Há filmes que constroem seus horrores a partir de monstros, sombras e ameaças externas, mas existem aqueles, talvez até mais devastadores, que constroem seus horrores a partir do simples ato de existir. Morra, Amor pertence a essa segunda categoria. Não é uma história sobre maternidade, casamento ou vida rural, embora esses elementos estejam todos ali, pulsando e se contorcendo na superfície narrativa. No fundo, o filme é sobre o colapso silencioso e irreversível de uma mulher que não encontra espaço no mundo para caber dentro de si mesma.
A adaptação captura com precisão esse tipo de desespero que não é cinematográfico no sentido tradicional, uma vez que não temos grandes explosões, viradas dramáticas ou revelações chocantes, mas uma erosão lenta, íntima, que vai tomando o rosto, o corpo e a lógica das coisas. Grace, interpretada com uma vulnerabilidade devastadora por Jennifer Lawrence, é uma mulher que está sempre à beira de transbordar. E a grande força do filme é justamente nunca colocar esse transbordamento como espetáculo vazio: ele é vivido desde dentro, como se qualquer pequena fresta da narrativa revelasse mais do que a personagem é capaz de sustentar.

-- Tarefa indicada A --
Segundo a crítica de Morra, Amor, quem interpreta Grace?
-- Tarefa indicada B --
Por favor, reescreva a parte da crítica de Morra, Amor que começa em "A adaptação captura" e vai até "capaz de sustentar.", renomeando "Grace" para "Helena".
-- Tarefa indicada C --
Prossiga com a crítica de Morra, Amor a partir do ponto em que ela termina.
A listagem que vem depois da crítica de Morra, Amor é um material à parte.

-- Material fornecido --
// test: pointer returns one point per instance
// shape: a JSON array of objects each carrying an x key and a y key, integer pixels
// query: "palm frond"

-- Resultado A --
Jennifer Lawrence.

-- Resultado B --
A adaptação captura com precisão esse tipo de desespero que não é cinematográfico no sentido tradicional, uma vez que não temos grandes explosões, viradas dramáticas ou revelações chocantes, mas uma erosão lenta, íntima, que vai tomando o rosto, o corpo e a lógica das coisas. Helena, interpretada com uma vulnerabilidade devastadora por Jennifer Lawrence, é uma mulher que está sempre à beira de transbordar. E a grande força do filme é justamente nunca colocar esse transbordamento como espetáculo vazio: ele é vivido desde dentro, como se qualquer pequena fresta da narrativa revelasse mais do que a personagem é capaz de sustentar.

-- Resultado C --
A vida no interior de Montana, tão vendida, nos mitos americanos, como uma promessa de paz, simplicidade e renascimento, surge aqui como uma prisão confortável, quase pastoral, mas claustrofóbica. Não porque o marido seja um monstro, porque a casa seja assombrada ou porque exista algum segredo familiar que ameaça a integridade do casal. A claustrofobia nasce do descompasso: Grace está presa a um cotidiano que não a deseja, a um casamento que não a vê, a um papel materno que não a acolhe, e a um corpo que deixou de ser dela desde que a gravidez passou a ditar todas as expectativas em torno de quem ela deveria ser.
É por isso que as cenas solitárias (e perturbadoras), como ela se masturbando no banheiro, no meio da floresta, entre lençóis, são tão fundamentais. Não são cenas de erotismo, mas de saudade. Saudade da própria vitalidade, saudade do corpo como território vivo, e não como continente de obrigações. Este é um filme sobre desejo num lugar onde desejar é pecado; sobre autocuidado onde cuidar é visto como egoísmo; sobre ser mulher onde ser mulher significa servir até se apagar.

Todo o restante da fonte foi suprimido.